### Records for this task
/---

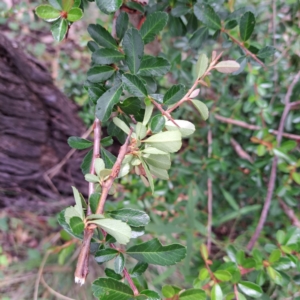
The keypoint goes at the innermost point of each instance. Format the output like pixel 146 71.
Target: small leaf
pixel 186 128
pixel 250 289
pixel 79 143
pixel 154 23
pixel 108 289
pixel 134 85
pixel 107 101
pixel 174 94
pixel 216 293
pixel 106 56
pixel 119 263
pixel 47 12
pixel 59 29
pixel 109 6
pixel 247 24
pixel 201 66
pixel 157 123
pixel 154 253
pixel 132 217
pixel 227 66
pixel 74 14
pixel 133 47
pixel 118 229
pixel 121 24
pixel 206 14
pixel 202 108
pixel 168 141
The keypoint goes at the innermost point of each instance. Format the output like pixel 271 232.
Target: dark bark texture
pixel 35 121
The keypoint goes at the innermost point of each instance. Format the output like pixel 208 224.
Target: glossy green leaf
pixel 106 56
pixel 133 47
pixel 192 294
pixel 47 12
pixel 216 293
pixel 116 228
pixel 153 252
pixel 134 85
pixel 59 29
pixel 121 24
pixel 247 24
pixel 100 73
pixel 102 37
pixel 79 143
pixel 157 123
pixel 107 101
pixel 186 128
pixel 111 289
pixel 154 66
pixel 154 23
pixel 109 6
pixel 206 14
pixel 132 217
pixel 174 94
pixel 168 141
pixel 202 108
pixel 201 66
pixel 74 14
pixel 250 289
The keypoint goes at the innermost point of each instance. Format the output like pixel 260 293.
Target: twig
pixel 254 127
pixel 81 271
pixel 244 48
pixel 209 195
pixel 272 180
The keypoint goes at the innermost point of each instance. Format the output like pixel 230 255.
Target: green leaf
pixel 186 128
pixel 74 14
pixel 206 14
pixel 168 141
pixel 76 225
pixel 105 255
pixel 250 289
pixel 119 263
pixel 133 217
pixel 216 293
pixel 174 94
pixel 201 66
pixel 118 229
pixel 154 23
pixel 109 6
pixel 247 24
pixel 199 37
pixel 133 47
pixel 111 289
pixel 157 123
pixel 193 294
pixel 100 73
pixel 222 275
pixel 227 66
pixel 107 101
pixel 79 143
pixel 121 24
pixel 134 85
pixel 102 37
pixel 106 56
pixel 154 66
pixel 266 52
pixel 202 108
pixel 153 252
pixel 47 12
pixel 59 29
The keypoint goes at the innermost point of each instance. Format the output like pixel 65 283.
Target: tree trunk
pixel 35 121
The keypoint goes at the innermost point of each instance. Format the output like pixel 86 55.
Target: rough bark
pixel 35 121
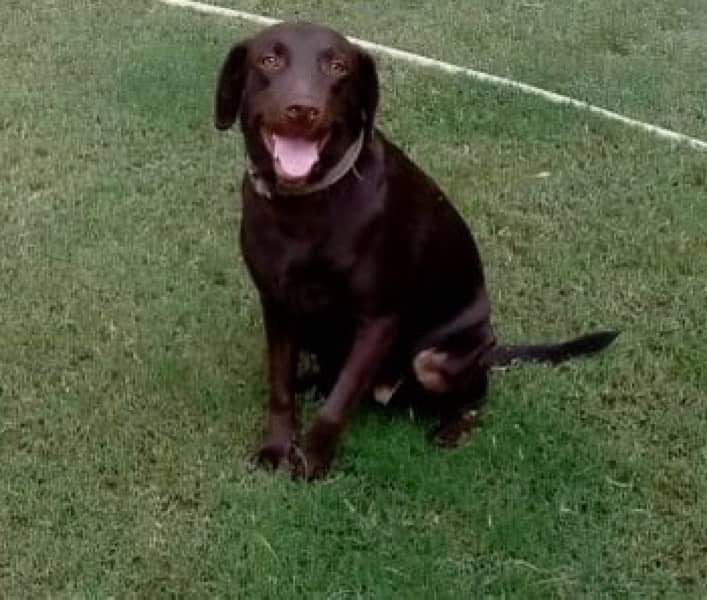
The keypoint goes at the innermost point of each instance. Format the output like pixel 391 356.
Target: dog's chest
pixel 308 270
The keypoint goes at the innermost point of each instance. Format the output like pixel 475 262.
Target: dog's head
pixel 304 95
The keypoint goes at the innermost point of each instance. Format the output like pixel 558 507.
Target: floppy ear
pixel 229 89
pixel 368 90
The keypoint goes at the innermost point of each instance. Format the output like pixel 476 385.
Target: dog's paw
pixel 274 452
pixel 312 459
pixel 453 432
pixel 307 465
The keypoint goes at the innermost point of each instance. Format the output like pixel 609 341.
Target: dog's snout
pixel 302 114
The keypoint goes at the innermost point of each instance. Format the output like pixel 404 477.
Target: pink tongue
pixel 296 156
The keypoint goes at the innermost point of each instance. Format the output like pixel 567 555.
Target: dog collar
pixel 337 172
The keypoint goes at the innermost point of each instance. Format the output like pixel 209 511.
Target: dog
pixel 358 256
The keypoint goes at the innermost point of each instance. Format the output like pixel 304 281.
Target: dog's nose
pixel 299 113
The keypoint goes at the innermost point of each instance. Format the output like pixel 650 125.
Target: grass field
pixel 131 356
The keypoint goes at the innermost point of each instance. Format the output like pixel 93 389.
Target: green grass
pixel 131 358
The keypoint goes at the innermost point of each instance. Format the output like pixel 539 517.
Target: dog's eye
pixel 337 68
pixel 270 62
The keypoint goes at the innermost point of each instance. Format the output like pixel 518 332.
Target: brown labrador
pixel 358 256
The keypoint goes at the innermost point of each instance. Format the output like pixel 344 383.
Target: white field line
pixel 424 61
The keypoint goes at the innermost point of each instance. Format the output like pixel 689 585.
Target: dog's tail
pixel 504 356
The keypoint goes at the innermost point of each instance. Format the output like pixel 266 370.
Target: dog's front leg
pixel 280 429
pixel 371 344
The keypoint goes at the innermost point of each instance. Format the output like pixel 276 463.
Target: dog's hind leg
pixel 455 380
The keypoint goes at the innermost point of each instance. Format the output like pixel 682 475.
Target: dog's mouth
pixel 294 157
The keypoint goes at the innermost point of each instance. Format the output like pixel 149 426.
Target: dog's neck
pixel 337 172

\---
/---

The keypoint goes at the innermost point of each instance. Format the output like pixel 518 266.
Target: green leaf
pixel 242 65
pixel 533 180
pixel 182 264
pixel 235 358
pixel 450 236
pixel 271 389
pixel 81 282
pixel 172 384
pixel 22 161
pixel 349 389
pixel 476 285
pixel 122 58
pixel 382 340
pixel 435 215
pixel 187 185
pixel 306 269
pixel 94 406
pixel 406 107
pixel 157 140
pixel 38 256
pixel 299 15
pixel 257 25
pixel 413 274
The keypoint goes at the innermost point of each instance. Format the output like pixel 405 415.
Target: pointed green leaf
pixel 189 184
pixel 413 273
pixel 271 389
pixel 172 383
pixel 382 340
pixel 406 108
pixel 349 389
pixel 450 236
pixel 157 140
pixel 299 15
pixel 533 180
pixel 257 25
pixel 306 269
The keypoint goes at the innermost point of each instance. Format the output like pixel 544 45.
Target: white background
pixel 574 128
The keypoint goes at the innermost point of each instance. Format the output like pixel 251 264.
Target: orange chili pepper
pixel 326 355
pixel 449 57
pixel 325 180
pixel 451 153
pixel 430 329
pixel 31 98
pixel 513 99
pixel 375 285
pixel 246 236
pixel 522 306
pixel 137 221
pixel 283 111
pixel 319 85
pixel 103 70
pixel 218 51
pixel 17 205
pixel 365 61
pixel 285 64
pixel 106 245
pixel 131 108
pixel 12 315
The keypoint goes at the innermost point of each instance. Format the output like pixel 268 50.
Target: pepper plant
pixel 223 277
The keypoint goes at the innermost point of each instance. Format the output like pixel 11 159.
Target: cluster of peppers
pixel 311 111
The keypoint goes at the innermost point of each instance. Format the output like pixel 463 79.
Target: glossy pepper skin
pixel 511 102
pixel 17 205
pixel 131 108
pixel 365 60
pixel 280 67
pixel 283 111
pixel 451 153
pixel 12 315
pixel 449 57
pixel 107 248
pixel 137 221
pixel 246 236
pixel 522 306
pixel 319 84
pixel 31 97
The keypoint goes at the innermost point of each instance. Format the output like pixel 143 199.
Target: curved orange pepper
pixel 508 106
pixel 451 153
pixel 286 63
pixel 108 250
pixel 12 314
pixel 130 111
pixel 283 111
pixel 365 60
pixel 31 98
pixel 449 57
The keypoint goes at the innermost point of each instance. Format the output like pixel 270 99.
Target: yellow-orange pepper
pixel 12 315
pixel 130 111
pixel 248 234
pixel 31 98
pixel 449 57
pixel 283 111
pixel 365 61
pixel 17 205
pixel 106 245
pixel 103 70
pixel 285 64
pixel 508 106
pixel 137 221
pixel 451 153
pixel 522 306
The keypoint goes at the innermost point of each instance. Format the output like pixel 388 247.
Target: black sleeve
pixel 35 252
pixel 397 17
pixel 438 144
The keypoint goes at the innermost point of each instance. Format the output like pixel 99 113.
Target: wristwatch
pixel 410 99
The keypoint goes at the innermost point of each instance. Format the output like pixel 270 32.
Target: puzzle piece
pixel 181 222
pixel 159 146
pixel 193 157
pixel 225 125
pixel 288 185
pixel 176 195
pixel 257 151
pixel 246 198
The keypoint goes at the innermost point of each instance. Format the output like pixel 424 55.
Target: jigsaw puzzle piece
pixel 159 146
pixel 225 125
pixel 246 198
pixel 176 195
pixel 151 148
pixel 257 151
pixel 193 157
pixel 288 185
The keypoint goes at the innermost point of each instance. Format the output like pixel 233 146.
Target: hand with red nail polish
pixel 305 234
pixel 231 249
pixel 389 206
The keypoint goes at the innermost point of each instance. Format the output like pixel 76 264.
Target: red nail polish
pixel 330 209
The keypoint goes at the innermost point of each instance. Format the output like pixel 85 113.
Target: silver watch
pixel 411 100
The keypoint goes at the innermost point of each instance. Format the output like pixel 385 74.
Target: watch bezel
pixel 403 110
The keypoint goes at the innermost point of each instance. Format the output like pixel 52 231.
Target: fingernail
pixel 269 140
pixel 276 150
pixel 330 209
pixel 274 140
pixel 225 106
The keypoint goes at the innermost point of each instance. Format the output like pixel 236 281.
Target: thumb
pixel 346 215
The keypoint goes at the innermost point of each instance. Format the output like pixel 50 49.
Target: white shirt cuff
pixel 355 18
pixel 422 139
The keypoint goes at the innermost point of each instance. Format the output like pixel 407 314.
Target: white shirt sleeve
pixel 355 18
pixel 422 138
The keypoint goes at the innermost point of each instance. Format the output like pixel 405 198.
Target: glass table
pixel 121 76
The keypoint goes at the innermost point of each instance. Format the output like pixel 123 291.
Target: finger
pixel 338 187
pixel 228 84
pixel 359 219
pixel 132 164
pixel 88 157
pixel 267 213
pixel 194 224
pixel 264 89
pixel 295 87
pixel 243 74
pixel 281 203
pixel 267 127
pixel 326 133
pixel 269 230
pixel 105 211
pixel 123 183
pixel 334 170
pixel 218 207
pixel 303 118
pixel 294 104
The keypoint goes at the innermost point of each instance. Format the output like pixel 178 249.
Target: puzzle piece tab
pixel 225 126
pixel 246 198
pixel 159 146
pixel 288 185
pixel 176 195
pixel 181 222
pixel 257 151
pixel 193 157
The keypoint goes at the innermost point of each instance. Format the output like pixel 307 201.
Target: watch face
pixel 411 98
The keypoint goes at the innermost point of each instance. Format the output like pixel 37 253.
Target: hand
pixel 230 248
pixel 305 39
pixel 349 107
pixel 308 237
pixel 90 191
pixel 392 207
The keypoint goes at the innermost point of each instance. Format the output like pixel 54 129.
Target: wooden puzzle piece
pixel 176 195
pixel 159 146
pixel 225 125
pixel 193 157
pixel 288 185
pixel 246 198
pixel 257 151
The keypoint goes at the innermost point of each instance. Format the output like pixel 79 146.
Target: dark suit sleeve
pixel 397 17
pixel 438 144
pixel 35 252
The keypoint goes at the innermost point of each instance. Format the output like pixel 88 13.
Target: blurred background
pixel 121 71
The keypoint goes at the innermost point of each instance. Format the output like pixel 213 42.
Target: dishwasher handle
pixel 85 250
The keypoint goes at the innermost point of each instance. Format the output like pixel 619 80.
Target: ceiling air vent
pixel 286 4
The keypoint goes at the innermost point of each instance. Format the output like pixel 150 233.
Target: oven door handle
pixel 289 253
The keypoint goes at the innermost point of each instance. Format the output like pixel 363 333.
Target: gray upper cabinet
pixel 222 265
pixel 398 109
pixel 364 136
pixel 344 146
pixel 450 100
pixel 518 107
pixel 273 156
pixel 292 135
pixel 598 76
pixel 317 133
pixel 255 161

\---
/---

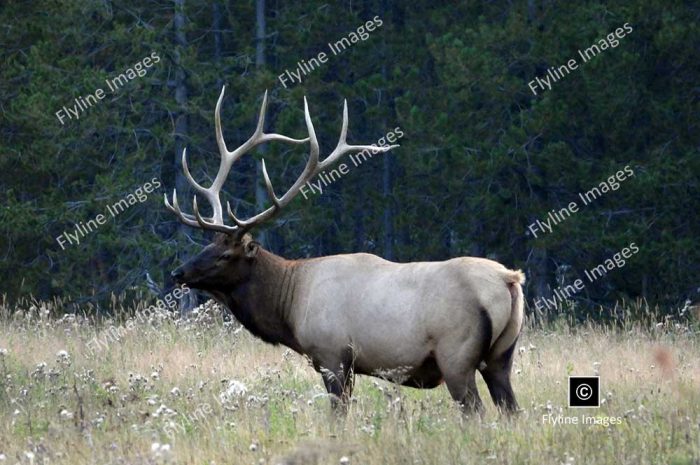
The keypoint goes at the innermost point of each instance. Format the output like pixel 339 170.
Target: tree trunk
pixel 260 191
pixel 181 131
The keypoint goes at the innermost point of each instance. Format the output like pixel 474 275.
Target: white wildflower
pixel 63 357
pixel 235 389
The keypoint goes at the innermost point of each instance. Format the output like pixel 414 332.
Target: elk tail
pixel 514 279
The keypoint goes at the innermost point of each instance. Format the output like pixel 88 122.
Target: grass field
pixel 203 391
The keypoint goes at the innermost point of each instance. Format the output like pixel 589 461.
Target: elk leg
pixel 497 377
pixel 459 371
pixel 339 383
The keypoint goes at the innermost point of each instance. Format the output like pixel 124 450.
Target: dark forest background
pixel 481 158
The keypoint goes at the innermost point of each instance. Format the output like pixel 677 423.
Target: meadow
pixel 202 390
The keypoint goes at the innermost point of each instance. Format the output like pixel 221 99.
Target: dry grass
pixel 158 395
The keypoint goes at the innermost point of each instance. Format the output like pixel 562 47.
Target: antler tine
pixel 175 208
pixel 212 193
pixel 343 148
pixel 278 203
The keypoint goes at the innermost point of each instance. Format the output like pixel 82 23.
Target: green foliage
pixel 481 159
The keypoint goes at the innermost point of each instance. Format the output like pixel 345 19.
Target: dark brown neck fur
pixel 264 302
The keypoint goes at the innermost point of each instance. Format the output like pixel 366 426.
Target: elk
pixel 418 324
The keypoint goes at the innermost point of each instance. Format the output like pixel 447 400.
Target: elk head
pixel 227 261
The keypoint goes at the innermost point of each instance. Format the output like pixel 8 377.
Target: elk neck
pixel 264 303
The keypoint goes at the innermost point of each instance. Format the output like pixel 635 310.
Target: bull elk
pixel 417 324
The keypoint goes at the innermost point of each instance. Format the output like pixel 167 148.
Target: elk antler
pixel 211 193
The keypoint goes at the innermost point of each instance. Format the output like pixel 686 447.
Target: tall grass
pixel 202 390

\---

### Task requirements
Rewrite the lines of the material between the line holding "pixel 304 281." and the line holding "pixel 131 358", inclusive, replacing "grass field" with "open meadow" and leaving everything else unchanged.

### Exercise solution
The keypoint goes at the innermost point of each instance. Format the output like pixel 304 281.
Target: dog's nose
pixel 299 113
The keypoint goes at the innermost point of each instance. Format the output like pixel 650 125.
Target: open meadow
pixel 131 356
The keypoint goes at the innermost point of each instance. Format the output like pixel 93 389.
Target: green grass
pixel 131 358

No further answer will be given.